■ **Énoncé**:
Dites, d'après le texte à lire, lequel de ses prétendants la comtesse Aurélie choisit lors du bal masqué chez le prince de Perosa.

== Texte à lire

Après un premier entracte au cours duquel le ballet des techniciens prend le relais pour construire la scénographie (de Lisetta Buccellato) – les différentes pièces d’une maison huppée dans laquelle se déroule une soirée mondaine – ce second temps du spectacle débute par des images de jeux de massacre et de tuerie, l’extinction concrète d’une aristocratie décadente. Cette partie nous mène dans l’univers d’Arthur Schnitzler, auteur autrichien comme Thomas Bernhard, à travers plusieurs récits dont Mademoiselle Else/Fräulein Else, un monologue intérieur écrit en 1924 qui montre, d’une soirée à l’autre la jeune femme au nom éponyme, issue de la bourgeoisie viennoise, contrainte à l’humiliation allant jusqu’à la prostitution, pour sauver son père, avocat, de la ruine ; Double Rêve/Traumnovelle, d’abord publié en feuilleton à partir de 1925, récit dans lequel les fantasmes d’Albertine et les pulsions de Fridolin circulent de l’un à l’autre et se répondent en une confession mutuelle d’aventures érotiques, vécues ou fantasmées ; La Comédie des séductions/Komödie der Verführung  publiée en 1924, peinture sensible de la société viennoise, dans laquelle rôde la figure de Sigmund Freud et dans un autre registre celle de Gustav Mahler, le jour où la première guerre mondiale éclate et où la catastrophe des deux guerres s’annonce. Lors d’un bal masqué chez le prince de Perosa, la comtesse Aurélie, soeur d’un écrivain, se décide pour l’un de ses trois prétendants, le baron de Falkenir, alors que les jeux de séduction emportent les autres invités, principalement la cantatrice Judith Asrael et la violoniste Séraphine Fenz.

© Simon Gosselin

Cette seconde partie montre la société viennoise d’avant-guerre en pleine décadence, la grande Histoire en toile de fond. Elle est presque exclusivement composée d’images projetées issues de la captation in situ. Franck Castdorf – qui a dirigé la Volksbühne Am Rosa-Luxemburg-Platz jusqu’en 2017 – avait utilisé cette technique, notamment dans Les Frères Karamazov à la Friche Babcock de La Courneuve. On y trouve aussi des passages de La Lettre de Lord Chandos de Hugo von Hofmannsthal, ami de Schnitzler, une sorte de manifeste de la dissolution de la parole et du naufrage du moi, significatifs de l’époque. Ils étaient juifs tous deux, faisant face à l’émergence de l’antisémitisme. Ces différentes histoires se tissent entre elles et les personnages interfèrent et se mêlent en fondu-enchaîné. Le spectateur est emporté par les mouvements de la caméra et entre dans l’intimité des personnages. De loin en loin, comme si l’on regardait par le trou de la serrure de la salle de bains ou de la chambre scénographiées aux deux extrêmes de l’espace scénique, côté jardin et côté cour, apparaissent quelques personnages qui nous permettent de pénétrer dans leur sphère privée et leurs doutes, à travers quelques bribes de dialogues et quelques scènes où l’on comprend que le réel leur pèse.

====
== Données fournies

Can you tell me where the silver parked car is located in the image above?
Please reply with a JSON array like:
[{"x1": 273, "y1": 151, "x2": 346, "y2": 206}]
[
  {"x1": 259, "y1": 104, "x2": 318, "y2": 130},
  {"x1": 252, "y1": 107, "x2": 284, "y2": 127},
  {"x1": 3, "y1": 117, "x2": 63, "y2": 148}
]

====

■ **Réponse**:
Elle choisit le baron de Falkenir.